# Cypripedium parviflorum var. parviflorum



## JPMC (Apr 1, 2012)

Here is this year's bloom of a plant that I grow indoors (in my refrigerator in a plastic bag from September to March and in my spare bedroom the rest of the year). Last year it had 5 growths and 3 flowers. This year it has 6 growths and 3 flowers. Oddly, the plant is about 13 inches tall this year whereas in all other previous years it was only 9 inches tall.











[/IMG]


----------



## tocarmar (Apr 1, 2012)

Very Nice!!!!


----------



## cnycharles (Apr 1, 2012)

so this is the true variety parviflorum where the pouch is only about as big as the end of your thumb? (much smaller than the pubescens variety on average) does it grow a bit drier than the pubescens variety?
thanks


----------



## JPMC (Apr 1, 2012)

cnycharles said:


> so this is the true variety parviflorum where the pouch is only about as big as the end of your thumb? (much smaller than the pubescens variety on average) does it grow a bit drier than the pubescens variety?
> thanks



Yes, in fact the pouch is about 1 inch long and 1/2 inch wide. I grow it continually moist/wet in a 4 inch clay pot in an inorganic mix sold by the nursery from which I purchased the plant.


----------



## cnycharles (Apr 1, 2012)

robert's flower supply?


----------



## Rick (Apr 1, 2012)

Those are great looking plants and flowers:clap::clap:

Great growing!


----------



## JPMC (Apr 1, 2012)

cnycharles said:


> robert's flower supply?



No, Post Hill. I have seen the plants from Robert's Flower Supply and they look very robust. If only I had more room...


----------



## SlipperFan (Apr 1, 2012)

Very nice!


----------



## cyprimaniac (Apr 2, 2012)

hey, 
VERY NICE,
but unusual color and flower shape for parviflorum.

it is known, that there all kind of intermediate forms
between pubescens and parviflorum, 
but Ron will be sure, that this is true parviflorum...............

all my plants look very different, 
with more or less long twisted brown petals.

unfortunately not yet flowering outside.
they will ned about 4 weeks more here.

so just 2 pics from last year "as a sample"

*Cypripedium parviflorum parviflorum *











cheers


----------



## Dido (Apr 2, 2012)

Nice ones, but Dieter I think yours are var. Mokasin.

## GIVEN MATERIAL

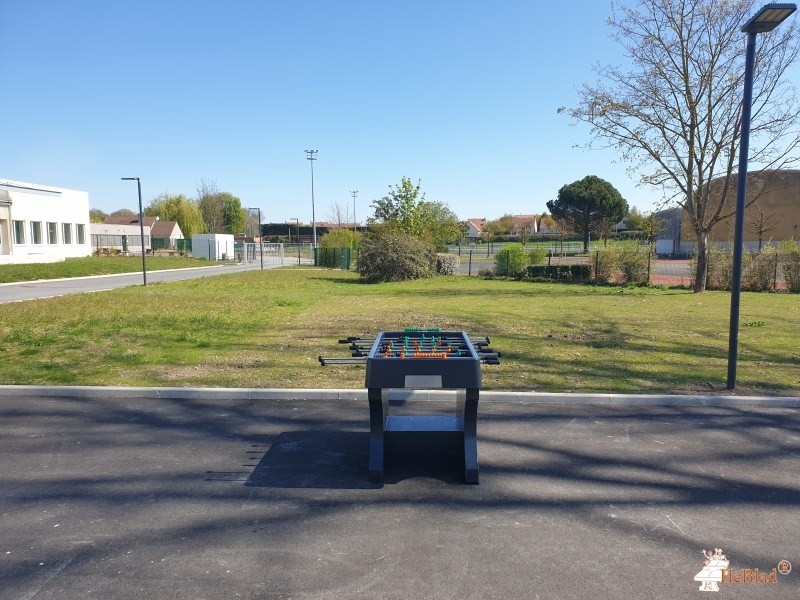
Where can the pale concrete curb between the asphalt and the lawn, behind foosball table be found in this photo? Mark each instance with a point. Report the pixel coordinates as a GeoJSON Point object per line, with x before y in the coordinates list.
{"type": "Point", "coordinates": [361, 394]}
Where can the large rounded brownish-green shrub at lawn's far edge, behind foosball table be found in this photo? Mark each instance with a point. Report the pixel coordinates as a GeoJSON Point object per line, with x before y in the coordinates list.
{"type": "Point", "coordinates": [390, 255]}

## CHECK YOUR UNDERSTANDING
1) Using the orchid thread, state whether each statement agrees with it, answering yes or no and quoting the words that decide it: (a) the plant has 6 growths and 3 flowers this year; (b) the plant is kept in a plastic pot; (c) the plant was bought from Robert's Flower Supply.
2) In the orchid thread, rewrite the stretch from "No, Post Hill." through "SlipperFan (Apr 1, 2012)", renaming "Post Hill" as "a local nursery".

## LIST OF SOLUTIONS
1)
(a) Yes: "This year it has 6 growths and 3 flowers."
(b) No: "I grow it continually moist/wet in a 4 inch clay pot"
(c) No: "No, Post Hill."

2)
No, a local nursery. I have seen the plants from Robert's Flower Supply and they look very robust. If only I had more room...


----------



## SlipperFan (Apr 1, 2012)